In the developed world, we have the liberty of employing principles of sustainable living as a matter of choice. But in the developing world, where population increases are exponential, people live off the grid, grow their own food, minimize waste, and simply live simply not because of a lifestyle choice but because they have to. In Guatemala, for example, about 2 million people live without electricity. The problem of accessing such lifesaving amenities as the power grid, clean and affordable housing, dependable food production, clean water, and basic comforts is often only solved through the appropriate technologies MOTHER has been shouting about for over a quarter-century. Thousands of communities throughout the developing world would profit immensely from the advice and direction of those who've made a lifetime of low-impact living. That's where you come in.
For decades, readers have been applying principles of appropriate technology, alternative building, and gardening methods in pursuit of a self-reliant, independent and affordable living situation for themselves and future generations. Voltaire advised us to cultivate our own gardens, but there's no reason you can't go further than Candide. Bill Steen, director of the Conelo project to build straw bale houses in Mexico, likes to use the Spanish verb capacitar, which literally means enabling or giving capacity to someone or something. The suggestion here is that MOTHER readers, having enabled themselves, are uniquely qualified to enable others. What follows is a short profile of a few organizations that work at home and in developing nations where MOTHER readers can put their skills to work, and maybe learn a few new ones too.
Educational Concerns for Hunger Association (ECHO), 17430 Durrance Rd., North Ft. Myers, FL 33917-2200, (813) 543-3246, fax: (813) 543-5317
A typical example of the endeavors of the scientists at ECHO is to design an effective way to keep baboons out of garden plots in Africa (just imagine those pests as slightly more nimble deer and the gardener's dilemma might be brought closer to home). ECHO is a small interdenominational Christian organization that uses 12.5 acres in North Fort Myers, FL, as a seed bank and lab for farming techniques in the developing world. It works with missionaries, development workers, and Peace Corps volunteers as an agricultural consultant. For example, according to ECHO'S newsletter. Development Notes —which is basically a how-to manual for farming and gardening in the Third World—ECHO recently sent information on making milk from the seed of the agushi melon to West Africa to an area where milk from cows, goats, or soybeans was not available. ECHO offers free seed packets for more than 70 species of tropical food plants to missionaries and other overseas workers. Volunteers work at the ECHO farm; work outside, in the office, or seed bank; one day, several times a month, or every day; or enroll in ECHO'S 15-month internship program.

[Exercise objective]: In the passage on sustainable living, how many acres does ECHO use in North Fort Myers, FL, as a seed bank and lab? The records are a separate body of material with no connection to the passage on sustainable living.

[Data listing]:
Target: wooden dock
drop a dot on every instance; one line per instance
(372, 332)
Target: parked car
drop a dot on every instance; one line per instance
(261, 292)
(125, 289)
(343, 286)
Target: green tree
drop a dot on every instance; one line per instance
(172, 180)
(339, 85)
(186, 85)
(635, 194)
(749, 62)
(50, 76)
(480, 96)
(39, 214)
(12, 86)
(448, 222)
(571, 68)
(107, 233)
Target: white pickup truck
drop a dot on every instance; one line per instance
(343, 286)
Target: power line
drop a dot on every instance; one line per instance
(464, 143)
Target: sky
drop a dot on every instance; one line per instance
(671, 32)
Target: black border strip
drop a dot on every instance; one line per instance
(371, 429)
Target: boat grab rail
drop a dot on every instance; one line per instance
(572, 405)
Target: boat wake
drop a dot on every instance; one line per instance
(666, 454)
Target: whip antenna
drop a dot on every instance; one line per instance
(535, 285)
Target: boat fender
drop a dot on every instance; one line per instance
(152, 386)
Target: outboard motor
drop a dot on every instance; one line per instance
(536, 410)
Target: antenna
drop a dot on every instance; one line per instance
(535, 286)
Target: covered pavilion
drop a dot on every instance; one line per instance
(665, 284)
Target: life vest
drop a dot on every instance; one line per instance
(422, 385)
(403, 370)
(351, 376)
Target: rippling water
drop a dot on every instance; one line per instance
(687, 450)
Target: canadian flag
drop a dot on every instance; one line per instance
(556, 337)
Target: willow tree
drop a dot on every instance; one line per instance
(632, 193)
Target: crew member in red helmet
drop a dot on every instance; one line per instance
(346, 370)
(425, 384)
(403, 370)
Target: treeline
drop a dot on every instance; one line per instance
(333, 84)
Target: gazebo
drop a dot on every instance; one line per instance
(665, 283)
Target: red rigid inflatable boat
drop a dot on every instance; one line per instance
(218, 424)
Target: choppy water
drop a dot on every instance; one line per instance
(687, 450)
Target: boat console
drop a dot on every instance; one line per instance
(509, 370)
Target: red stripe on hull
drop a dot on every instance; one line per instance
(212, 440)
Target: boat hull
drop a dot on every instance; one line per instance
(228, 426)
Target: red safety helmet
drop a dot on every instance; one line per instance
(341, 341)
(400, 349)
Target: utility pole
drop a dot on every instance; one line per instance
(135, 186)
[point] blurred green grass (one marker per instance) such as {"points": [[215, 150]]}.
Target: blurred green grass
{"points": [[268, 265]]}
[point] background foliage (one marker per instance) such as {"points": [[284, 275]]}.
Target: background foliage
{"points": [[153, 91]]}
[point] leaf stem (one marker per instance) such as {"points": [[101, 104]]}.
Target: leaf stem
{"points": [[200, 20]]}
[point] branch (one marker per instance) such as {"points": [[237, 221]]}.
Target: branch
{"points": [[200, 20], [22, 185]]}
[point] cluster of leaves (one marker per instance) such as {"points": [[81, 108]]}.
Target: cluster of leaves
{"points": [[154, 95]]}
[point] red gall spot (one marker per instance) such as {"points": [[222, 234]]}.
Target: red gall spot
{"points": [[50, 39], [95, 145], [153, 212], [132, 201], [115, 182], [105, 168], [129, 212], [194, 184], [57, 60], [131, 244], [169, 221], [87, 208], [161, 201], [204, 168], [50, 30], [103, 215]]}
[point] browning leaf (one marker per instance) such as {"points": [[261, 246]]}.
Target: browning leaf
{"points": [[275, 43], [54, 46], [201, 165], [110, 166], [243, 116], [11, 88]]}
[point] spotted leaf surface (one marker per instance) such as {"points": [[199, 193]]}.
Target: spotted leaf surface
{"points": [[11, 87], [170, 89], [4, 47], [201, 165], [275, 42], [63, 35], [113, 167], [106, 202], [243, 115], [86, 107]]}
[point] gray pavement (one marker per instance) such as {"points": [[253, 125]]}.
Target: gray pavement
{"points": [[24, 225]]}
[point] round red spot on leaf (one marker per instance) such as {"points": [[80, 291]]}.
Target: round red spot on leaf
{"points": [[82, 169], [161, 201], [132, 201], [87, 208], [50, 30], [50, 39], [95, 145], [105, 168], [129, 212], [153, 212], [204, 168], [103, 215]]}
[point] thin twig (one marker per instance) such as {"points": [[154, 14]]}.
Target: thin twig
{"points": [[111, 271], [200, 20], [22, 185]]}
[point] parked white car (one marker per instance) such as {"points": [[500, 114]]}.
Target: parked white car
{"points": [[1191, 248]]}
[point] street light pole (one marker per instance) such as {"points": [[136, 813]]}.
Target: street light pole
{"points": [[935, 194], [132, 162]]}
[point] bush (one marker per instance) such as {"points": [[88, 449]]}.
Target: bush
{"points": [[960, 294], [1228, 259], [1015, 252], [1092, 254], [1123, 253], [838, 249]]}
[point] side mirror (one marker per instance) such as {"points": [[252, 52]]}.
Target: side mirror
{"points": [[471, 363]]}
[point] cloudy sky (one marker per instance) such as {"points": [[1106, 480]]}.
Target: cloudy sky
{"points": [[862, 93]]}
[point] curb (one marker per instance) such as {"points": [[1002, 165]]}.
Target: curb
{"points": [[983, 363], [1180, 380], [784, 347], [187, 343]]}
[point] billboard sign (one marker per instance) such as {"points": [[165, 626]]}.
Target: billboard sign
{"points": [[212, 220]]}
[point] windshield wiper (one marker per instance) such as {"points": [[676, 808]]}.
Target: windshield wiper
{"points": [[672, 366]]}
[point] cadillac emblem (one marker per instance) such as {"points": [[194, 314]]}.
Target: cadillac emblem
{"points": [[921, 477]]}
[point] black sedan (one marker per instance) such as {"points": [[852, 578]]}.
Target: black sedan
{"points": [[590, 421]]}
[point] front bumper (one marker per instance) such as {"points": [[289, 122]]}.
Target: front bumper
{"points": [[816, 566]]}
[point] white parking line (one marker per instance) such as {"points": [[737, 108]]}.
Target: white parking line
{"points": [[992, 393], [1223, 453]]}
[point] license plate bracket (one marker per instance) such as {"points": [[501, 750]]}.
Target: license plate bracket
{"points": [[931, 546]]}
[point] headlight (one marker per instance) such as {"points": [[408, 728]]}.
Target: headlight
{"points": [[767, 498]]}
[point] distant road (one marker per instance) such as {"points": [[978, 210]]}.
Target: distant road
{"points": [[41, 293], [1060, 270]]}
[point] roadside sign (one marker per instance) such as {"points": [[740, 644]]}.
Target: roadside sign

[Response to the task]: 12.5 acres.